▶ [Text]
# # # # #
A hinge assembly enables the setting of elements attached to the hinge assembly to any angle within the range of motion of the hinge assembly without the use of other mechanisms or parts.

Patent
   7469448
Priority
Dec 07 2004
Filed
Dec 06 2005
Issued
Dec 30 2008
Expiry
Jan 09 2027
Extension
399 days
Assg.orig
Entity
Small
4
11
EXPIRED
1. A hinge assembly comprising:
a pair of bases, each base having a longitudinal length with substantially the same size, and each base having upper and lower portions, and each base having a front face and a distal face;
a pair of links cross-attached to the pair of bases, with one end of the first link attached to an upper portion of the front face of the first base and the other end attached to a lower portion of the front face of the second base, and one end of the second link attached to a lower portion of the distal face of the first base and the other end attached to an upper portion of the distal face of the second base, allowing the bases to pivot with respect to each other, where the bases are moveable and self-holding in position at any angle from parallel to each other to being in the same plane as each other, where each link has a longitudinal length greater than the longitudinal lengths of the bases, providing a gap between the bases when the assembly is moved to place the bases in the same plane;
four pivot screws, one screw to attach each of the two ends of each of the two cross-attached links to the bases, by being threaded through holes on the bases and links at the positions where the bases and links are attached to one another; and
four Belleville washer assemblies, one Belleville washer assembly secured between a head of each pivot screw and the link which the screw attaches.
2. The hinge assembly of claim 1, wherein the Belleville washer assembly further comprises:
a pair of Belleville washers disposed with crown ends of the Belleville washers adjacent to each other.
3. The hinge assembly of claim 1, further comprising:
four set screws, one set screw for each pivot screw, where each set screw is threaded into the hole through which the associated pivot screw is threaded, from a direction opposed to the direction in which the associated pivot screw is threaded.
4. The hinge assembly of claim 1, further comprising:
four spacers, one spacer disposed between each end of each link and the base to which the end of the link is attached.
5. The hinge assembly of claim 4, wherein the spacers are nylon spacers.

This application claims the benefit of priority to U.S. Provisional Application No. 60/634,197, filed Dec. 7, 2004.

Embodiments of the invention relate to a hinge assembly, and more particularly to a tensioning hinge.

Hinges have been known for ages, and can be seen employed in anything from doors, to box lids, to draw bridges. Hinges allow the movement of one element secured to another to be moved relative to the other element. Thus, a door can be moved relative to the wall to which it is secured, or the box lid relative to the box lid to which it is attached. However, hinges traditionally have a free range of motion from one set position to another (namely, from closed to open), and cannot hold a relatively fixed position within the range from closed to open. The holding, for example, of a door at a position other than wide open or closed is completely arbitrary, and a wind, for example, could easily change its position. Similarly, box lids are known to open and hold to certain positions, but require extra mechanisms to enable the holding to a position other than open or closed.
# # # # #
▶ [Data lines]
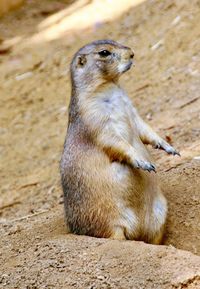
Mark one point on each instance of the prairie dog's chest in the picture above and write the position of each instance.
(115, 106)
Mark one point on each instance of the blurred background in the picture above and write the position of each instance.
(37, 42)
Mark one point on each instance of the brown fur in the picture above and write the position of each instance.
(105, 167)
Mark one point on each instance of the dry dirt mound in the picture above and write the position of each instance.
(35, 251)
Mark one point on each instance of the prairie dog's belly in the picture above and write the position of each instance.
(119, 118)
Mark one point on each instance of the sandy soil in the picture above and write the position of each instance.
(35, 251)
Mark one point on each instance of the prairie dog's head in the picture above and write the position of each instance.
(100, 61)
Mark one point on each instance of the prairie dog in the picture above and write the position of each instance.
(105, 166)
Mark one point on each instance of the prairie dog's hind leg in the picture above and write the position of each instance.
(155, 224)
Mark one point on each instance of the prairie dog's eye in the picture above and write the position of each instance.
(104, 53)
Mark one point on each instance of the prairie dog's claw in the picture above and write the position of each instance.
(144, 165)
(166, 147)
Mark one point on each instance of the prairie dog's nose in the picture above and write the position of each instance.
(132, 54)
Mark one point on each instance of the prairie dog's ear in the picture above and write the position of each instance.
(81, 60)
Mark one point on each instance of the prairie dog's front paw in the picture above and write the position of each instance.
(166, 147)
(144, 165)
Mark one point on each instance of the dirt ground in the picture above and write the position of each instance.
# # # # #
▶ [Given task A]
Please offset every coordinate by 92 in the stretch of rows from the line containing "Mark one point on each instance of the prairie dog's eye" through the end of the rows, and rewrite that whole stretch with its marking lines kept in place.
▶ [Given task B]
Continue the hinge assembly text from the point where it stops.
The hinge patent text and the rows are unrelated to each other.

▶ [Result A]
Mark one point on each instance of the prairie dog's eye in the picture above and write the position of each instance.
(196, 145)
Mark one point on each instance of the prairie dog's claw in the picture above and write the position of each instance.
(236, 257)
(258, 239)
Mark one point on each instance of the prairie dog's nose in the picture above and write the position of each instance.
(224, 146)
Mark one point on each instance of the prairie dog's ear in the picture above and write the position of each instance.
(173, 152)
Mark one point on each instance of the prairie dog's front paw in the picture above and write the position of each instance.
(258, 239)
(236, 257)
Mark one point on each instance of the dirt ground in the picture above and write the position of each instance.

▶ [Result B]
The following description includes discussion of various figures having illustrations given by way of example of implementations of embodiments of the invention. The drawings should be understood by way of example, and not by way of limitation.

FIGS. 1A-B are block diagrams of an embodiment of a tensioning hinge in different positions within a range of motion of the hinge.

FIG. 2 is a block diagram of an embodiment of a tensioning hinge component assembly.

FIG. 3 is a block diagram of an embodiment of tensioning hinge component assemblies.

FIGS. 4A-C are block diagrams of an embodiment of a tensioning hinge with stops attached to baseplates, the hinge in different positions within a range of motion of the hinge.

As used herein, references to one or more “embodiments” are understood as describing a particular feature, structure, or characteristic included in at least one implementation of the invention. Thus, phrases such as “in one embodiment” or “in an alternate embodiment” appearing herein describe various embodiments and implementations of the invention, and do not necessarily all refer to the same embodiment. However, they are also not necessarily mutually exclusive. Descriptions of certain details and implementations follow, including a description of the figures, which may depict some or all of the embodiments described below, as well as discussing other potential embodiments or implementations of the inventive concepts presented herein.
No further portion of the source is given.